> What to produce
Would you restate, exactly as they appear, the lines from the one containing "Find the dense" through the end of the data below?

++++ Exercise inputs ++++

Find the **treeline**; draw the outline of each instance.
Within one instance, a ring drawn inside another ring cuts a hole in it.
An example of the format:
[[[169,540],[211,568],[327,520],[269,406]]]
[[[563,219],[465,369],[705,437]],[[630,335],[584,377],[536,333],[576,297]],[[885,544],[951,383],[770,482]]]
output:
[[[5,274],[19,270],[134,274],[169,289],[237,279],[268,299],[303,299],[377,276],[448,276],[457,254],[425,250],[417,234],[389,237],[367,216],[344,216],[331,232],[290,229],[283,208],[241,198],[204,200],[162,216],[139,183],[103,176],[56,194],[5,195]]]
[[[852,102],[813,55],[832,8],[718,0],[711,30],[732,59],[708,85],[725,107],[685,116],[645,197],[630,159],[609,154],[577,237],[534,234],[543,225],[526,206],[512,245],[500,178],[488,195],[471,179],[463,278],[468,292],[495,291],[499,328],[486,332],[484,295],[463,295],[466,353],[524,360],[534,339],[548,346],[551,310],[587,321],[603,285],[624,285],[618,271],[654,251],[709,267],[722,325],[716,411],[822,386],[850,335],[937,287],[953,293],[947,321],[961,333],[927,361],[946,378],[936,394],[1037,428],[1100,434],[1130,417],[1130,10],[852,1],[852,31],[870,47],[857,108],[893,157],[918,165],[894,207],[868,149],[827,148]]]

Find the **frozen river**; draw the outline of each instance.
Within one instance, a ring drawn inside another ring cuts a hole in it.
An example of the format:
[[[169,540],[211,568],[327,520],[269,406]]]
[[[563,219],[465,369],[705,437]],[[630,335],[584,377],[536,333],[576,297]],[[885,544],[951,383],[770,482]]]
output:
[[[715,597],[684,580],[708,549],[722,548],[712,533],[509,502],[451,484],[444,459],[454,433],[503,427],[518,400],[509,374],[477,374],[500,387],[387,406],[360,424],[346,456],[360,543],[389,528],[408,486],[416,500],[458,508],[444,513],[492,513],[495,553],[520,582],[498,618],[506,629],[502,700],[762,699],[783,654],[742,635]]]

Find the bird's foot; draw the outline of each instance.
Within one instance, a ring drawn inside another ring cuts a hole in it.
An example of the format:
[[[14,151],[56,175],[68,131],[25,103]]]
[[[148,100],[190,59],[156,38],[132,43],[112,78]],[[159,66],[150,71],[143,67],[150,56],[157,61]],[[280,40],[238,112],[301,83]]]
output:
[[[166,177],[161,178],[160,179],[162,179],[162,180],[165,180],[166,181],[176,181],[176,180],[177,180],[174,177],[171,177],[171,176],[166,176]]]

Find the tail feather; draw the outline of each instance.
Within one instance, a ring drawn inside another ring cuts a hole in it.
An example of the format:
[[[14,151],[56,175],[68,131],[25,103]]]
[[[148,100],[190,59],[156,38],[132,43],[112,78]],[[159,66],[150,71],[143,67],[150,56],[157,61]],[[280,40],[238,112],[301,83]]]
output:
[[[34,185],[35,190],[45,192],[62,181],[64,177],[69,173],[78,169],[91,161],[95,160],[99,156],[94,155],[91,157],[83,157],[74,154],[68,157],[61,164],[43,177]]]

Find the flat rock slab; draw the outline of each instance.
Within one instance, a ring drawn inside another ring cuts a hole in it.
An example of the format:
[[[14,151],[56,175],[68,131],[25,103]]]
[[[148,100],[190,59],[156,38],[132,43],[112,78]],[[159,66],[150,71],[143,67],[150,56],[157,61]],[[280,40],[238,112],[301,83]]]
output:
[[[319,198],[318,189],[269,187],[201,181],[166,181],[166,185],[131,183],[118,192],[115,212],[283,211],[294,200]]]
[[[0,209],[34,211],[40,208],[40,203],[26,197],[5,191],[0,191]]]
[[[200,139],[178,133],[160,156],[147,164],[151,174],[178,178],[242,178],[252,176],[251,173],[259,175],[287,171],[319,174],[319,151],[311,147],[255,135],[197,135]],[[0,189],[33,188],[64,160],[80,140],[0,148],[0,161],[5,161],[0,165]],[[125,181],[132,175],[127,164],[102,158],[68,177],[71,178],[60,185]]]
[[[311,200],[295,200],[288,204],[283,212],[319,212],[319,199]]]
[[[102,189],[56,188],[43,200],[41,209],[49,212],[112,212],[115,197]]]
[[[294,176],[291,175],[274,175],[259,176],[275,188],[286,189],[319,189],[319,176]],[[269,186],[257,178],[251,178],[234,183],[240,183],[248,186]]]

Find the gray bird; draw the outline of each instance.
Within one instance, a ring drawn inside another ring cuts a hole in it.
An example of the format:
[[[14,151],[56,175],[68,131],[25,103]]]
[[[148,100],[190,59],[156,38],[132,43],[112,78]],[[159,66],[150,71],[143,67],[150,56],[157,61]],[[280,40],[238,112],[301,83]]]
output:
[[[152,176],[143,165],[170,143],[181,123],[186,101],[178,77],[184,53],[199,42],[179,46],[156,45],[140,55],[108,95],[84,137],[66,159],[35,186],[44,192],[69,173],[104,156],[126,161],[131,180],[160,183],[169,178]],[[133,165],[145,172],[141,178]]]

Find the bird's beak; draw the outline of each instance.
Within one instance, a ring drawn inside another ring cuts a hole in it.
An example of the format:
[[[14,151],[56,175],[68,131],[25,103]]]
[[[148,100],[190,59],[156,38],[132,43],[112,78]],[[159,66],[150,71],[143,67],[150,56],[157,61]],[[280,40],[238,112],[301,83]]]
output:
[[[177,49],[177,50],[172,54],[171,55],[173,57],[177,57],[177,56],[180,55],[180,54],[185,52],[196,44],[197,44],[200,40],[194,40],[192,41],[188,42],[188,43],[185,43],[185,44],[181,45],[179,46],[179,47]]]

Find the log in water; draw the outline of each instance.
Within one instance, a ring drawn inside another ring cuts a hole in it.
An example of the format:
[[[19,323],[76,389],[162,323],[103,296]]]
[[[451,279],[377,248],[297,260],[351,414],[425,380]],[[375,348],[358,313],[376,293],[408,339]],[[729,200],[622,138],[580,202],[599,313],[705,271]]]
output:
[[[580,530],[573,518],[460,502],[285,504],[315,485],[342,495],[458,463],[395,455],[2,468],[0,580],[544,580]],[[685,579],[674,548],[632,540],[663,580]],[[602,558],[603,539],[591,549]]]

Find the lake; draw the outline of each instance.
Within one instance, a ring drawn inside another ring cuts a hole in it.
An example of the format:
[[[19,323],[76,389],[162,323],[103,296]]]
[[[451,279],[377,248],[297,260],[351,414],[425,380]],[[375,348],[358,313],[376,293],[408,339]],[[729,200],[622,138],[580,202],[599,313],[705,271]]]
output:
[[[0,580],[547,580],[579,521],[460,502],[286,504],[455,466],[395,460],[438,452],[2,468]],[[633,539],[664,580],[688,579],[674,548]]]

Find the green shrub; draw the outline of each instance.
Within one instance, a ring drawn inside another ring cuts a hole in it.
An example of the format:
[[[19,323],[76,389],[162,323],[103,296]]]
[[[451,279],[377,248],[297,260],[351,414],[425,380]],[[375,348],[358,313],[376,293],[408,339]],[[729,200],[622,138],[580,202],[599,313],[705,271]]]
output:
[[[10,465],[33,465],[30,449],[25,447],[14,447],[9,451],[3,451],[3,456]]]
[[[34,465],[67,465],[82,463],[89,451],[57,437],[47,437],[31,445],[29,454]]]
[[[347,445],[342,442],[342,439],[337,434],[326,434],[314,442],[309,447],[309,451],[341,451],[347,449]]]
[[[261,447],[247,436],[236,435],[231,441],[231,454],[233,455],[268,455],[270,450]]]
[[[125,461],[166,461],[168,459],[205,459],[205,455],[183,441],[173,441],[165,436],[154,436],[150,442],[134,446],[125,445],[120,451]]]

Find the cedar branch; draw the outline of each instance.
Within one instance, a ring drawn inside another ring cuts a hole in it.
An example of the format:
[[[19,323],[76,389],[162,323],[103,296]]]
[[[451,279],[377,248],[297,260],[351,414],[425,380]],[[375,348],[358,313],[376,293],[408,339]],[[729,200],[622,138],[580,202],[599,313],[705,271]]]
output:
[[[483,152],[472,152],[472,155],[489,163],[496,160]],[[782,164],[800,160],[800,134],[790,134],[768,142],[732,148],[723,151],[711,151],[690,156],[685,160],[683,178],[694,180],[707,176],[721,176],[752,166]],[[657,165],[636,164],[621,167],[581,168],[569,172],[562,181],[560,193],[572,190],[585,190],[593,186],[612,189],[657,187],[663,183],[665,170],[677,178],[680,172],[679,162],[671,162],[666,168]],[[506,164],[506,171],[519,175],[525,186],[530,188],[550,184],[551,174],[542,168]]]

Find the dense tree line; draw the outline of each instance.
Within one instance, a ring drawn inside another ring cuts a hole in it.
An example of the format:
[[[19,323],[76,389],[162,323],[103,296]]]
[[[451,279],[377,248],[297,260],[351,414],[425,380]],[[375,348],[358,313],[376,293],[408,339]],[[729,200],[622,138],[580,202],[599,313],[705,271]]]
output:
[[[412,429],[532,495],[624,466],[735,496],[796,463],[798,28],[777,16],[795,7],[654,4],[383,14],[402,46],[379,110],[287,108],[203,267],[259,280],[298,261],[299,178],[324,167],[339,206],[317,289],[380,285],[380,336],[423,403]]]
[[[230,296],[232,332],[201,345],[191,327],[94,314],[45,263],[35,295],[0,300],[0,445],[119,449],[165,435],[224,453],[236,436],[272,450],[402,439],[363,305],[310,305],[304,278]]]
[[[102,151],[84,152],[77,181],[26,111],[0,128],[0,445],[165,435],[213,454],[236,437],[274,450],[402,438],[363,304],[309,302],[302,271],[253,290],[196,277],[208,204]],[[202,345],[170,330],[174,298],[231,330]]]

++++

> Result of this task
Find the dense tree line; draw the outline of each instance.
Within one instance, a ring drawn inside another ring cuts a hole in it.
An example of the format:
[[[19,323],[76,389],[162,323],[103,296]]]
[[[451,279],[377,248],[297,260],[351,414],[425,380]],[[375,348],[358,313],[376,293],[408,339]],[[729,200],[622,138],[580,202],[599,313],[705,271]]]
output:
[[[412,429],[532,495],[624,466],[735,496],[796,463],[798,28],[777,16],[795,7],[654,4],[383,14],[402,46],[379,110],[287,108],[203,267],[259,280],[298,261],[299,178],[324,167],[339,206],[317,289],[380,285],[380,336],[423,403]]]
[[[230,296],[232,332],[201,345],[191,327],[94,314],[45,263],[35,295],[0,300],[0,445],[119,449],[165,435],[224,453],[236,436],[272,450],[402,439],[363,305],[310,305],[304,278]]]
[[[102,151],[84,152],[77,181],[26,111],[0,128],[0,445],[165,435],[213,454],[236,437],[274,450],[402,438],[363,304],[309,302],[302,271],[253,290],[196,277],[208,204]],[[202,345],[170,330],[174,298],[231,330]]]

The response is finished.